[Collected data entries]
Content starts
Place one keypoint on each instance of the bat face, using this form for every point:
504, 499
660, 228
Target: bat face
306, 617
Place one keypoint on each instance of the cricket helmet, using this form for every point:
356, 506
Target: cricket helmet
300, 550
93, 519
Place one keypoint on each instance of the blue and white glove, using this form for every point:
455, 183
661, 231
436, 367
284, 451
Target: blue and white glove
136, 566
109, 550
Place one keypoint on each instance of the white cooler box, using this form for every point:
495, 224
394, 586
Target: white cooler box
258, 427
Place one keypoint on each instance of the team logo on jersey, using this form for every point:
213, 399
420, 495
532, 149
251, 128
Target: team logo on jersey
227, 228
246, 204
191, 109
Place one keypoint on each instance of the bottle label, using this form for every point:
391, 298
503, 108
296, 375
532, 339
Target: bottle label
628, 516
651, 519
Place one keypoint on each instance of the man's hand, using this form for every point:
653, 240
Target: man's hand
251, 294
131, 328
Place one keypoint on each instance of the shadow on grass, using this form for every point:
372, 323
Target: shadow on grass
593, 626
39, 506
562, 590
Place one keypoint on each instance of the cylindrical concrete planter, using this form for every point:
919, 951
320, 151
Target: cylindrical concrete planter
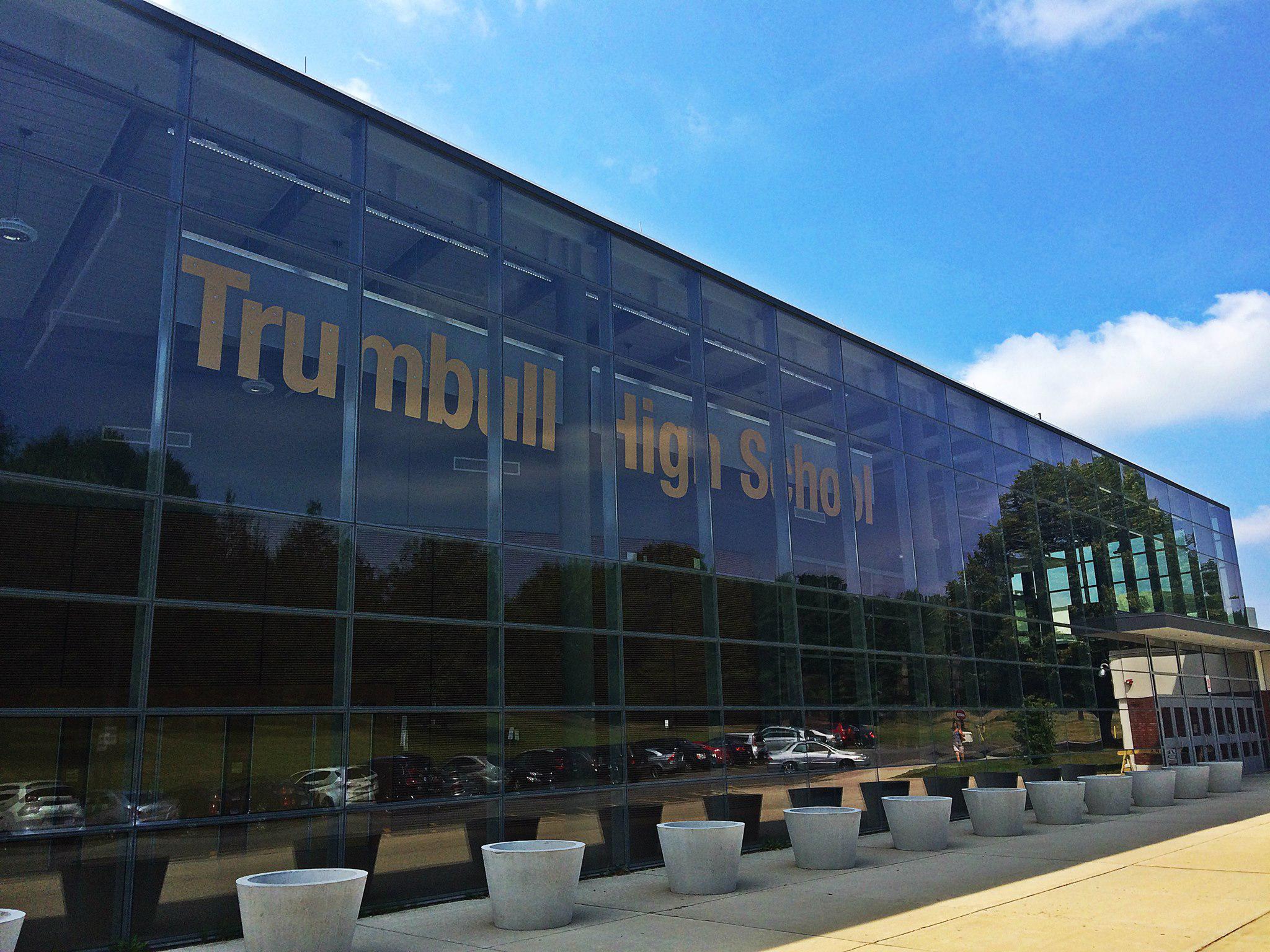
1108, 794
824, 837
309, 909
918, 824
1192, 781
533, 883
1226, 777
1153, 787
703, 857
1057, 803
11, 924
996, 811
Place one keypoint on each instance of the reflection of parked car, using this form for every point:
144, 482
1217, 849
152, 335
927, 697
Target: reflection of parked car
412, 777
126, 808
478, 775
814, 756
693, 756
328, 786
546, 767
37, 805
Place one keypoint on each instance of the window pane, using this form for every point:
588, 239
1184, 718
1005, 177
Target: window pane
257, 361
556, 238
426, 182
244, 659
553, 300
657, 507
922, 392
243, 183
79, 324
556, 488
63, 116
654, 281
545, 589
213, 553
107, 42
408, 247
92, 666
738, 315
742, 500
809, 346
424, 446
269, 112
69, 541
404, 574
825, 507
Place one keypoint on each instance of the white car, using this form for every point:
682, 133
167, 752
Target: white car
814, 756
33, 805
328, 786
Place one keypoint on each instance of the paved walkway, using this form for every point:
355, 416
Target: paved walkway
1193, 876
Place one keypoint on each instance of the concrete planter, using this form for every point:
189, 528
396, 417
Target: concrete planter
1057, 803
309, 909
1226, 777
920, 824
1192, 781
1108, 794
11, 924
1153, 787
996, 811
533, 883
824, 837
703, 857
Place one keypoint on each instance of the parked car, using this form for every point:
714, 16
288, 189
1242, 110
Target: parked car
477, 774
333, 786
126, 808
33, 805
694, 756
546, 767
814, 756
408, 776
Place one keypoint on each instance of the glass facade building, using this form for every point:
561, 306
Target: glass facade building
362, 503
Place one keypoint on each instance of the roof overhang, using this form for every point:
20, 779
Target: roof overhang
1191, 631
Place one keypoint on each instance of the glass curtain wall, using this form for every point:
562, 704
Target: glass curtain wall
362, 507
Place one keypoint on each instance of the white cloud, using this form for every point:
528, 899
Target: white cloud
1052, 24
1140, 372
360, 89
1254, 528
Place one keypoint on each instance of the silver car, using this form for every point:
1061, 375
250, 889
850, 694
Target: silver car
35, 805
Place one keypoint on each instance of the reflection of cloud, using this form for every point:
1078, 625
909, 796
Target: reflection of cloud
1052, 24
360, 89
1254, 528
1140, 372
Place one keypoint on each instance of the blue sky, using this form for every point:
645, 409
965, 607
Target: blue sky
1064, 202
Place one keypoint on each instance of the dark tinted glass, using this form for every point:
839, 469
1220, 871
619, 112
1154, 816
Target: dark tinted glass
412, 248
79, 325
418, 666
556, 483
738, 315
258, 358
107, 42
556, 238
213, 553
655, 281
420, 179
424, 444
70, 654
404, 574
69, 541
231, 95
242, 659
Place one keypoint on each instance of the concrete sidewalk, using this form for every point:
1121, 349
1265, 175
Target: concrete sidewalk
1193, 876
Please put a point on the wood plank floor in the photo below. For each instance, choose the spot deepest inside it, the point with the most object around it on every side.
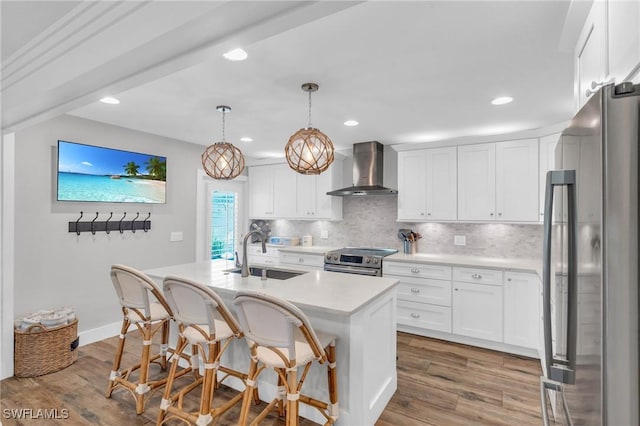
(439, 383)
Content ends
- Task
Write the entries above out again exactly, omitting each image.

- Completed task
Place one keypoint on each instance of the bat face, using this form for every point:
504, 499
660, 228
Target: bat face
306, 617
Place one keypoint on each instance of the cricket helmet, using this form for every point:
356, 506
Target: cricket helmet
300, 550
93, 519
Place one keypoint on each instance of the blue and white glove, using this form for every point:
455, 183
661, 231
436, 367
284, 451
Target: blue and white glove
136, 566
109, 550
Place one keypoint on each instance of the white cooler box, using this form for every point:
495, 224
394, 586
Target: white cooler box
258, 427
Place one keypoint on each instance of the team logo on jersey, using this form for every point:
213, 399
420, 495
532, 149
251, 128
Target: team logo on jersey
227, 228
246, 204
191, 109
Place one keypoint on each instance of the bottle label, using this form for every point:
391, 298
503, 108
296, 375
532, 339
Target: bottle label
628, 516
651, 519
Place one keypoint on each instance of the man's hand, using this form for every point:
653, 240
Target: man's hand
251, 294
131, 328
Place one keypoint on each instance of the shadow on grass, using this form for every point:
372, 323
Target: shadow on grass
593, 626
39, 506
562, 590
Place one keypoint on each instance of the cylindrical concrete planter, using this form for every point:
919, 951
320, 151
Target: cylindrical concrete planter
1108, 794
824, 837
309, 909
918, 824
1192, 781
533, 883
1226, 777
1153, 787
703, 857
1057, 803
11, 924
996, 811
Place one keypoint on each instance of the reflection of parked car, using this form for every point:
144, 482
1217, 849
152, 335
927, 697
Target: reflection of parked car
412, 777
126, 808
478, 775
814, 756
693, 756
328, 786
546, 767
37, 805
Place one keypoint on each instance of the window pane, using this form for every point:
588, 239
1184, 718
1005, 177
Target: window pane
257, 361
556, 238
426, 182
244, 659
553, 300
657, 507
922, 392
243, 183
79, 324
556, 488
63, 116
654, 281
545, 589
213, 553
107, 42
408, 247
92, 666
738, 315
742, 500
809, 346
424, 446
269, 112
69, 541
404, 574
825, 507
Place one keypoint on each instance of the white car, using this form for every point:
682, 133
167, 752
Target: white car
814, 756
33, 805
328, 786
Place one keypoint on each instance of the paved walkway, using this form for every point:
355, 416
Target: paved walkway
1193, 876
Place one keypoint on each instance of the concrete planter, using this form for every point:
189, 528
396, 417
Target: concrete planter
1057, 803
309, 909
1226, 777
920, 824
1192, 781
1108, 794
11, 924
1153, 787
996, 811
533, 883
824, 837
703, 857
Place one keypoint on each instance of the parked car, using this form for every point:
714, 16
288, 189
1242, 110
Target: parked car
477, 774
333, 786
126, 808
33, 805
694, 756
546, 767
814, 756
408, 776
Place one keypoint on each instance of the glass facade building, using this form for every point:
561, 306
Target: glass facade building
362, 503
Place one keypoint on each instance of the roof overhang, using this form for every point:
20, 779
Target: roof overhang
1191, 631
Place one keypoint on each instance of the glass curtain wall, using this form for every point:
562, 704
Target: glass curtain wall
362, 507
Place one keypoint on each instance of the white cloud, using this form for every point:
528, 899
Target: white cloud
1052, 24
1140, 372
360, 89
1254, 528
Place one keypoint on each instance of the silver car, using this form for every point:
1061, 375
250, 889
850, 694
Target: silver car
35, 805
Place one keypoint on each instance of the reflection of cloud, using this form for every point:
1078, 625
909, 796
Target: reflection of cloud
1052, 24
360, 89
1254, 528
1140, 372
Place one keypoint on each instance of the blue sky, using this form for every point:
645, 409
965, 607
Target: blue sky
1064, 202
Place one keypoint on each instance of the dark tinted glass, using this form for every point:
839, 469
1220, 871
619, 112
1154, 816
Target: dark tinted glass
412, 248
79, 325
418, 666
556, 483
738, 315
258, 358
107, 42
556, 238
213, 553
655, 281
420, 179
424, 444
70, 654
404, 574
69, 541
231, 95
242, 659
Place one keypoint on each instance of the concrete sidewalk, using this form for every point:
1121, 349
1265, 175
Target: concrete sidewalk
1193, 876
Please put a point on the wood plank floor in the photo below. For each instance, choose the spot deepest inside it, the point with the most object around it on every side.
(439, 383)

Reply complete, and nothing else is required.